++++ DOCUMENT EXCERPT
Dixon asserts that the Board abused its discretion in refusing it leave to amend the pleadings (on the first day of trial) to include lost profits and consequential damages (including specific costs involving equipment rentals, equipment moving, bonding premiums and utility claims) more than nine years after the filing of the original complaint. In 1971, Dixon requested damages in the amount of $466,805.49, for work performed as represented by unpaid vouchers; in 1982, Dixon sought lost profits and specific consequential damages totaling more than $2,500,000.00. Concluding that the amendment request was untimely and, if granted, would prejudice the Commonwealth, the Board limited damages to work performed and denied leave to amend.
++++++++
++++ SOURCE DATA
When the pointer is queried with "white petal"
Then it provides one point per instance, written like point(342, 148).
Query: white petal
++++++++
- _TASK REQUIREMENTS_:
**1)** Condense the paragraph of the document excerpt that begins "Dixon asserts that the Board" into a shorter version that keeps its main facts.
**2)** Answer these questions from the document excerpt:
(a) How much did Dixon request in 1971?
(b) What total did Dixon seek in 1982?
(c) To what did the Board limit damages?
**3)** Extend the document excerpt with the next part, starting after its final sentence.
None of the data is needed for this work.

- _OUTPUTS FOR THE TASKS_:
**1)** Dixon claims the Board abused its discretion by denying leave to amend its pleadings, on the first day of trial and more than nine years after the original complaint, to add lost profits and consequential damages such as equipment rentals, equipment moving, bonding premiums and utility claims. Dixon had asked for $466,805.49 in 1971 for work shown by unpaid vouchers. In 1982 it sought more than $2,500,000.00 in lost profits and consequential damages. The Board found the request untimely and prejudicial to the Commonwealth, so it denied the amendment and limited damages to work performed.

**2)**
(a) $466,805.49, for work performed as represented by unpaid vouchers.
(b) More than $2,500,000.00 in lost profits and specific consequential damages.
(c) Work performed.

**3)**
[ 80 Pa. Commw. Page 453]
In light of the extreme duration of the delay and the absence of any excuse, the Board properly denied Dixon leave to amend almost ten years after commencement of the action. See W.T. Grant Company, Inc. v. United States Fidelity and Guaranty Insurance Company, 279 Pa. Superior Ct. 591, 421 A.2d 357 (1980) (trial court properly refused insured's request to amend complaint to include a claim for interest more than four years after the complaint was filed). Further, the testimony of John P. Dixon, former president of Dixon, concerning the unavailability of business records which would accurately establish the measure of the additional damages, buttresses the Board's conclusion that permitting a late amendment would prejudice the Commonwealth. Because of the unexcused, extreme delay the Commonwealth is deprived of an opportunity to discover those now unavailable documents which are necessary to determine the accuracy of Dixon's additional damage claim.
Accordingly, we affirm.
And Now, this 9th day of April, 1984, the order of the Board of Claims at Docket No. 266, dated August 24, 1982 is affirmed.